> **Source material**
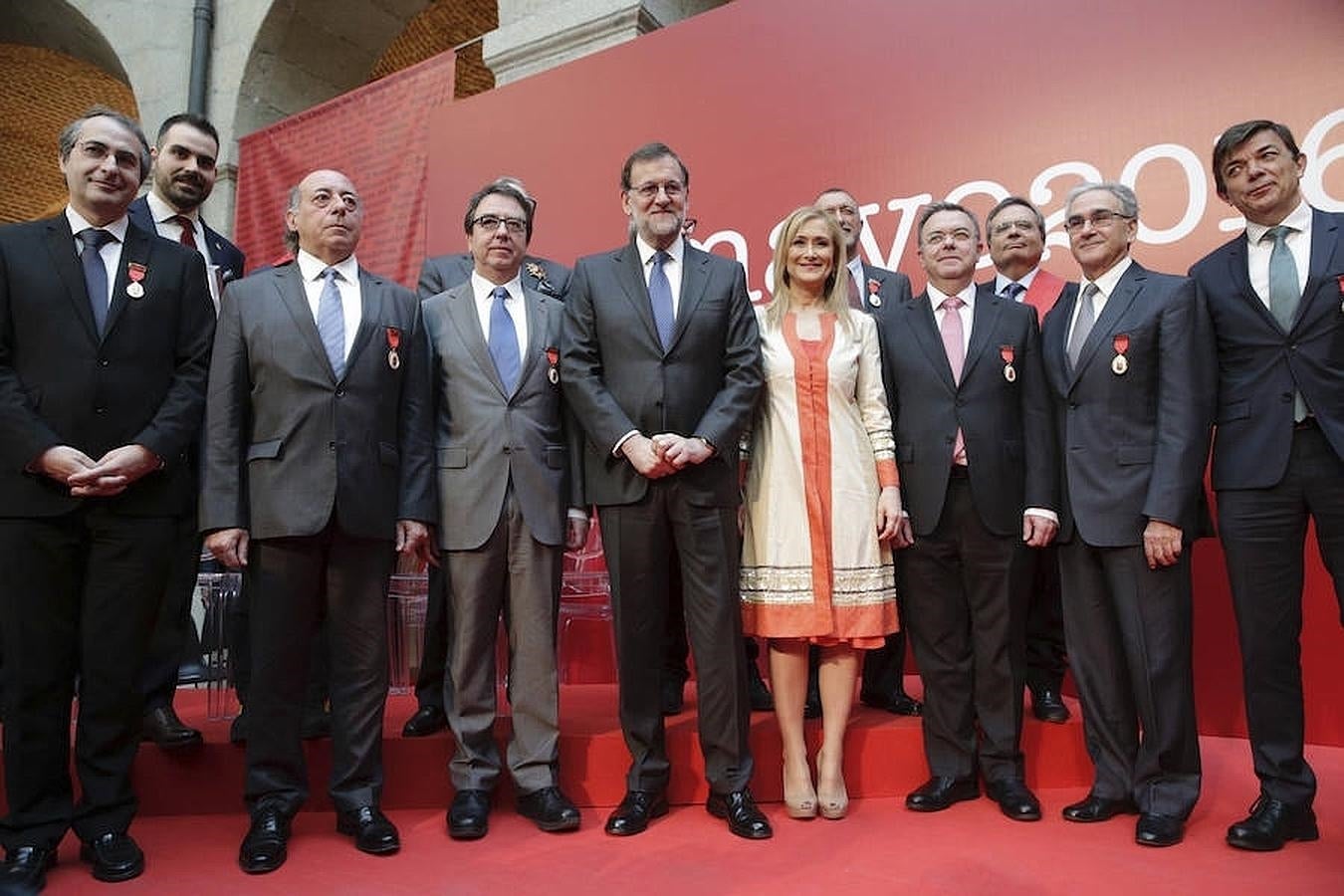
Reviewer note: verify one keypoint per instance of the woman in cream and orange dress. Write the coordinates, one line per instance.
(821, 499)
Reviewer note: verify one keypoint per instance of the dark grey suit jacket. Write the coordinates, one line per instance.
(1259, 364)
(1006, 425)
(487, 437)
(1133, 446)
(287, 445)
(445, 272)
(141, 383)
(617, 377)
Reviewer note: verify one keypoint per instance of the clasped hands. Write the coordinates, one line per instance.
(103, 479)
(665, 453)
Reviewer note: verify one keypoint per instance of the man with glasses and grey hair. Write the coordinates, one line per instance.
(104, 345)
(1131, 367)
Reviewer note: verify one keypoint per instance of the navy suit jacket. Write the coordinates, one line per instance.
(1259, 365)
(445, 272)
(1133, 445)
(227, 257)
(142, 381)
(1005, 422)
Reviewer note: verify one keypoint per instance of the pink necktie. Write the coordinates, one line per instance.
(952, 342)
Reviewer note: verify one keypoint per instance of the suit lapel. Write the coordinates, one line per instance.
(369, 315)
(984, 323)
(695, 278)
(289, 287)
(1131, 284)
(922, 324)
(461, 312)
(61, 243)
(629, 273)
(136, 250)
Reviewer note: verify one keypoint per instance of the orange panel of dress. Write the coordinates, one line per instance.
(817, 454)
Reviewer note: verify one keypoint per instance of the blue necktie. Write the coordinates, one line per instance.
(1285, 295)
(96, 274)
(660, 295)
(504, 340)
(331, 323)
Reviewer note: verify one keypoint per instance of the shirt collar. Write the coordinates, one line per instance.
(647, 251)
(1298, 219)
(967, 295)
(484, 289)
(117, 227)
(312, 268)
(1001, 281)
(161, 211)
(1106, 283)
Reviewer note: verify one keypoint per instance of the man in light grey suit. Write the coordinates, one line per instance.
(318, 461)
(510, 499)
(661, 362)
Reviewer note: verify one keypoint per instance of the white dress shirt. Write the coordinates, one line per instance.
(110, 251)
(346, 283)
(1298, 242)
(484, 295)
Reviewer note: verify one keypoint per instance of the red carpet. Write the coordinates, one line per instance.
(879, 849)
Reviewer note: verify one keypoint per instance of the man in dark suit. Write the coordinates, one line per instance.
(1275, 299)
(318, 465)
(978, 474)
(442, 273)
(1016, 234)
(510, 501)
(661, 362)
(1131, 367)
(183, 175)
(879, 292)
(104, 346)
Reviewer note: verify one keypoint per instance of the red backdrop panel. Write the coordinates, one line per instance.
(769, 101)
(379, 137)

> **What is required**
Quote exactly and only the lines from the one holding "Reviewer note: verify one keypoint per instance of the white" through the end of the data.

> **Result of the exercise**
Reviewer note: verify one keypoint per instance of the white dress shirt. Write the coordinates, one line per instance.
(110, 251)
(346, 283)
(1298, 242)
(484, 295)
Reviewer note: verify one keypoint per instance of the red carpet. Write the coordinates, one line per instance.
(879, 849)
Reviewer note: verify one keypoint per instance of the man in dark suit. Write the coordinates, one line per instance.
(1275, 299)
(318, 465)
(978, 474)
(442, 273)
(1016, 234)
(510, 501)
(661, 362)
(1131, 367)
(183, 175)
(879, 292)
(104, 346)
Reviewer note: verify one keypoint per instance of the red backdrop panel. Write the coordinates, one line per instance.
(769, 101)
(379, 137)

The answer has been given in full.